Data listing:

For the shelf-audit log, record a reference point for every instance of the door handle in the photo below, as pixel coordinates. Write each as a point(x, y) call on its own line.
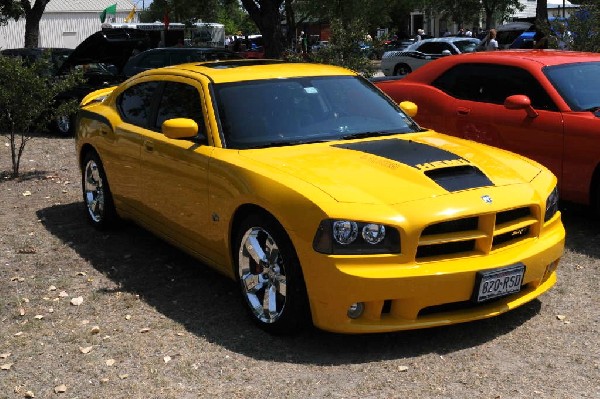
point(148, 145)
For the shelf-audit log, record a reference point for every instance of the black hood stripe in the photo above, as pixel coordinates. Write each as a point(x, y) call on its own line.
point(447, 169)
point(403, 151)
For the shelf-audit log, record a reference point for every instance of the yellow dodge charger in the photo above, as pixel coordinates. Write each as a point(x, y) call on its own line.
point(320, 196)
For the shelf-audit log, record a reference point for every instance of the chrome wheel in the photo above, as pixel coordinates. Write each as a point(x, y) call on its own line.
point(261, 272)
point(93, 191)
point(63, 124)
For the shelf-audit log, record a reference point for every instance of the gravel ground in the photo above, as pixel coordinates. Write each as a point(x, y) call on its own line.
point(85, 314)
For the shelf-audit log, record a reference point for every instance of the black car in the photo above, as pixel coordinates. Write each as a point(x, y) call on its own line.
point(101, 57)
point(164, 56)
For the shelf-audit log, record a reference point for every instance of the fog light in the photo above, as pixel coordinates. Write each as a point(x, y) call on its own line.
point(551, 268)
point(356, 310)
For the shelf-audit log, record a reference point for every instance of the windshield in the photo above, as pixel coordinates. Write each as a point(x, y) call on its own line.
point(466, 46)
point(578, 84)
point(308, 109)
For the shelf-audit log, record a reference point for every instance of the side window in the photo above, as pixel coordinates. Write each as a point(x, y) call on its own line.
point(154, 59)
point(180, 100)
point(492, 84)
point(135, 103)
point(431, 48)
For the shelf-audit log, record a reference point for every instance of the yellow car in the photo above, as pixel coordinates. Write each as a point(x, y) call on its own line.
point(320, 196)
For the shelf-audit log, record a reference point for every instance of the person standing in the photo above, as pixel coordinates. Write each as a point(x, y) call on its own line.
point(492, 43)
point(419, 36)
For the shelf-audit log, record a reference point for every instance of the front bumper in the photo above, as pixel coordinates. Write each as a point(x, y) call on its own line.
point(399, 296)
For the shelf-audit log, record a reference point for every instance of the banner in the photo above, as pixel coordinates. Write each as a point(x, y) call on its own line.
point(130, 16)
point(108, 10)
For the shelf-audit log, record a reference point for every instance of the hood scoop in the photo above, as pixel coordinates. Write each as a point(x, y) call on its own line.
point(459, 178)
point(445, 168)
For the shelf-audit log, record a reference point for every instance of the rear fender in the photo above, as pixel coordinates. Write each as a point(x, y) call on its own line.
point(97, 96)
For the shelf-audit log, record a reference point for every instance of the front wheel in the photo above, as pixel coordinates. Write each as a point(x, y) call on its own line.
point(97, 197)
point(268, 271)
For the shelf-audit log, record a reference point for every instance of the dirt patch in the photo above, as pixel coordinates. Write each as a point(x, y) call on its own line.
point(154, 323)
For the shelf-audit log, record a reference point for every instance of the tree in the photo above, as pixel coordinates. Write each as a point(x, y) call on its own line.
point(584, 26)
point(27, 101)
point(266, 14)
point(499, 10)
point(32, 20)
point(10, 9)
point(344, 49)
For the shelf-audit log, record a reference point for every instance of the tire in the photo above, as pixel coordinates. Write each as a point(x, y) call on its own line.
point(270, 278)
point(401, 70)
point(97, 198)
point(64, 125)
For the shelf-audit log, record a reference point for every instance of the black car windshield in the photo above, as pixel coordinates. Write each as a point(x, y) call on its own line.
point(466, 46)
point(292, 111)
point(578, 84)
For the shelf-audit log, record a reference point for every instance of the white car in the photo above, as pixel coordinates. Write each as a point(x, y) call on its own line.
point(418, 54)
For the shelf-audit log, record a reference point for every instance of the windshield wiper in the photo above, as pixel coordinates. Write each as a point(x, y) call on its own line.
point(366, 134)
point(289, 143)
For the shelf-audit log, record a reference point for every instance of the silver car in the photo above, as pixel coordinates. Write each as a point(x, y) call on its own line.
point(418, 54)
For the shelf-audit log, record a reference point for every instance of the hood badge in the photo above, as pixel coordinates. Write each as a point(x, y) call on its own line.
point(487, 199)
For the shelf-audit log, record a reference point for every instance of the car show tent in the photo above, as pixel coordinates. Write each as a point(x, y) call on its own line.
point(66, 23)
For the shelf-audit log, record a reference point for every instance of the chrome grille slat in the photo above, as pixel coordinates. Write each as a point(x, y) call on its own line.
point(476, 235)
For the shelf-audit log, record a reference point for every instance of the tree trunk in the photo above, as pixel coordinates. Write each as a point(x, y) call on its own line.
point(489, 19)
point(290, 18)
point(32, 21)
point(541, 11)
point(268, 20)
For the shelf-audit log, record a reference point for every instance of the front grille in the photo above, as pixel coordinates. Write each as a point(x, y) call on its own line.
point(477, 234)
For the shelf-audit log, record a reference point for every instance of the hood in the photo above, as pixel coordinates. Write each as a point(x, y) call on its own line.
point(114, 46)
point(397, 170)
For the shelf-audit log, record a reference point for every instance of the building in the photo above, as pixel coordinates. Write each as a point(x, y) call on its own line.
point(435, 26)
point(66, 23)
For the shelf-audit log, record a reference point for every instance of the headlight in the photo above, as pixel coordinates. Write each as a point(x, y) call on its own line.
point(349, 237)
point(551, 205)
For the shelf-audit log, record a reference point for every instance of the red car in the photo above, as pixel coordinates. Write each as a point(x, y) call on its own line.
point(542, 104)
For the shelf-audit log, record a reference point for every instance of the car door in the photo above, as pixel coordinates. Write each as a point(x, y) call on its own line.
point(122, 149)
point(429, 51)
point(478, 112)
point(174, 173)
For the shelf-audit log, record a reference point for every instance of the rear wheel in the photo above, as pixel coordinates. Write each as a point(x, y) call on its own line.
point(97, 197)
point(270, 277)
point(402, 69)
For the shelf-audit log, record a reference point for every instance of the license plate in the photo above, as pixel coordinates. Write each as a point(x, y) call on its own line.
point(498, 282)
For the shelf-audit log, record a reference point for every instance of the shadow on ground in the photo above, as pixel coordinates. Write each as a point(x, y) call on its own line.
point(209, 305)
point(583, 230)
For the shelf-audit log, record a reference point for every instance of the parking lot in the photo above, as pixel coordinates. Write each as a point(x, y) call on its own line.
point(122, 314)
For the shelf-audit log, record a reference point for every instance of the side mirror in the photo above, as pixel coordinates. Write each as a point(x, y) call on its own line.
point(179, 128)
point(409, 108)
point(519, 101)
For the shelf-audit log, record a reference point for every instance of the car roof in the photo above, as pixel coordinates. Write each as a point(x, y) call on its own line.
point(247, 70)
point(447, 39)
point(542, 57)
point(35, 51)
point(514, 26)
point(188, 49)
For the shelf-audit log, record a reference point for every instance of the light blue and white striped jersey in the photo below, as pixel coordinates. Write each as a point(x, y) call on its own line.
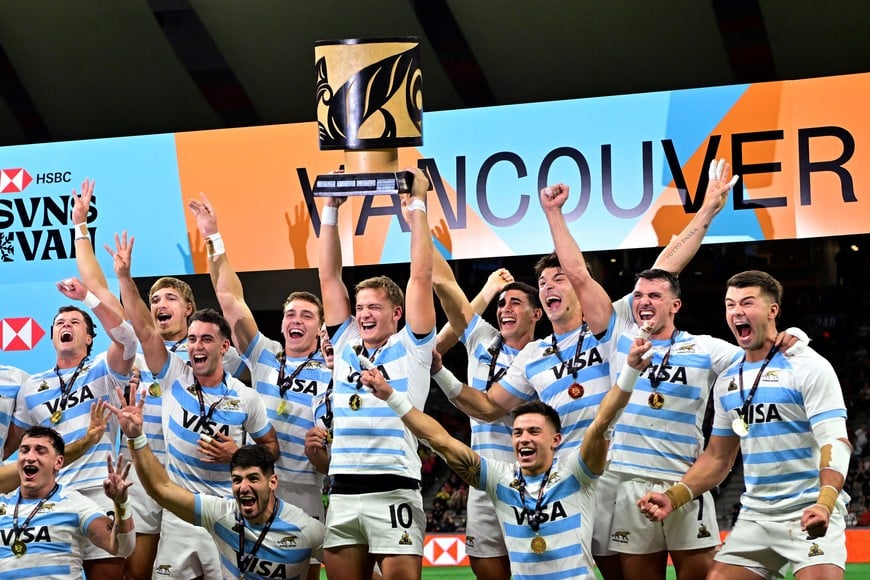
point(780, 453)
point(663, 443)
point(490, 439)
point(293, 414)
point(56, 536)
point(370, 438)
point(152, 390)
point(11, 380)
point(538, 372)
point(292, 540)
point(40, 397)
point(237, 409)
point(568, 508)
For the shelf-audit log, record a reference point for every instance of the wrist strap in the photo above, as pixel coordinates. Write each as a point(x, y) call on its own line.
point(138, 442)
point(90, 300)
point(828, 495)
point(214, 246)
point(627, 377)
point(329, 216)
point(680, 494)
point(400, 403)
point(81, 231)
point(449, 384)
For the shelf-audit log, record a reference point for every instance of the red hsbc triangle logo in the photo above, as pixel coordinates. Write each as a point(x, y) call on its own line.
point(14, 180)
point(19, 333)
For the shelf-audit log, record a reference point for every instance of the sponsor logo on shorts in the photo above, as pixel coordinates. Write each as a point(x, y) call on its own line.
point(620, 537)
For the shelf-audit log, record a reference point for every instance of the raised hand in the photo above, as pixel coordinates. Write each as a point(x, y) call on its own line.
point(115, 485)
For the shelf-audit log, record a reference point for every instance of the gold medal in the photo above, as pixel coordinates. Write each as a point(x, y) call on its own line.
point(576, 390)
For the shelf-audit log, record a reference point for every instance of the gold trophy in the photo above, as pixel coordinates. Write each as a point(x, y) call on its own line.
point(369, 103)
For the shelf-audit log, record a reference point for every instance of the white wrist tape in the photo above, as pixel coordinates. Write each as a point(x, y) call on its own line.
point(449, 384)
point(214, 245)
point(400, 403)
point(417, 205)
point(836, 455)
point(126, 337)
point(329, 216)
point(627, 377)
point(90, 300)
point(125, 513)
point(81, 231)
point(138, 442)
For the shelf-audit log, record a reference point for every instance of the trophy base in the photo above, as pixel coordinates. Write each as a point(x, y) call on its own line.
point(347, 184)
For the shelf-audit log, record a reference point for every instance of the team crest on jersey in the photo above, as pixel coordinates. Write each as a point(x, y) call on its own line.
point(620, 537)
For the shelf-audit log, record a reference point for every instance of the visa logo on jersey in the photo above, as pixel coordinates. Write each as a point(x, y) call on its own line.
point(19, 333)
point(14, 180)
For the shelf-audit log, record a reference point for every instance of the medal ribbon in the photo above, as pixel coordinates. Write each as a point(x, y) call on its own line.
point(748, 400)
point(583, 331)
point(494, 351)
point(66, 388)
point(241, 557)
point(15, 528)
point(206, 416)
point(534, 519)
point(285, 384)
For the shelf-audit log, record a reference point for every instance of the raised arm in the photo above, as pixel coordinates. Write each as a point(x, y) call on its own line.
point(333, 292)
point(460, 458)
point(227, 285)
point(596, 304)
point(151, 472)
point(683, 247)
point(419, 304)
point(455, 304)
point(485, 406)
point(593, 449)
point(140, 315)
point(123, 348)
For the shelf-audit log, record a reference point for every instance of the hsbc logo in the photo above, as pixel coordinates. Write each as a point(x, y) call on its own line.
point(19, 333)
point(14, 180)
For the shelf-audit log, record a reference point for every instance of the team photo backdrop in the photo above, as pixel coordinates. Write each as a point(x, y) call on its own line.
point(636, 165)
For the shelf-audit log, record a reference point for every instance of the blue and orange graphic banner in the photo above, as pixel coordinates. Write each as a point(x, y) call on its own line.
point(636, 165)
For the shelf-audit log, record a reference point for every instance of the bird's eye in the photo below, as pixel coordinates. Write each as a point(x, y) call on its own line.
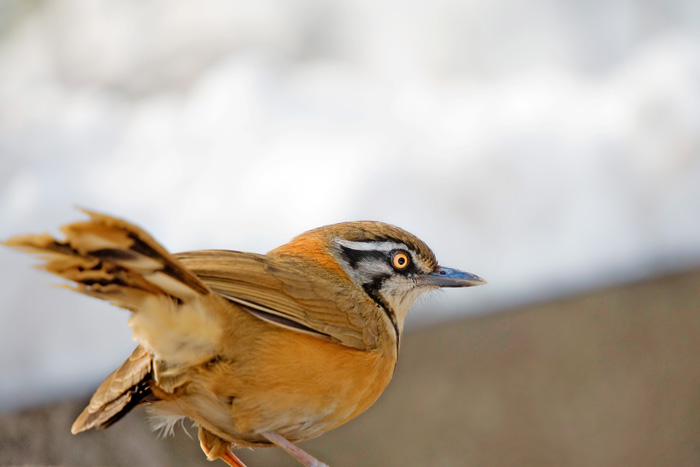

Aim of the task:
Edit the material from the line containing "the rear wheel" through the line containing "point(402, 69)", inclusive, so that "rear wheel" becomes "back wheel" and nothing else changes. Return only those lines.

Right answer:
For the shelf-audit log, record a reference point for every instance of the back wheel in the photo above, as pixel coordinates. Write each as a point(x, y) call on its own line.
point(97, 197)
point(270, 277)
point(402, 69)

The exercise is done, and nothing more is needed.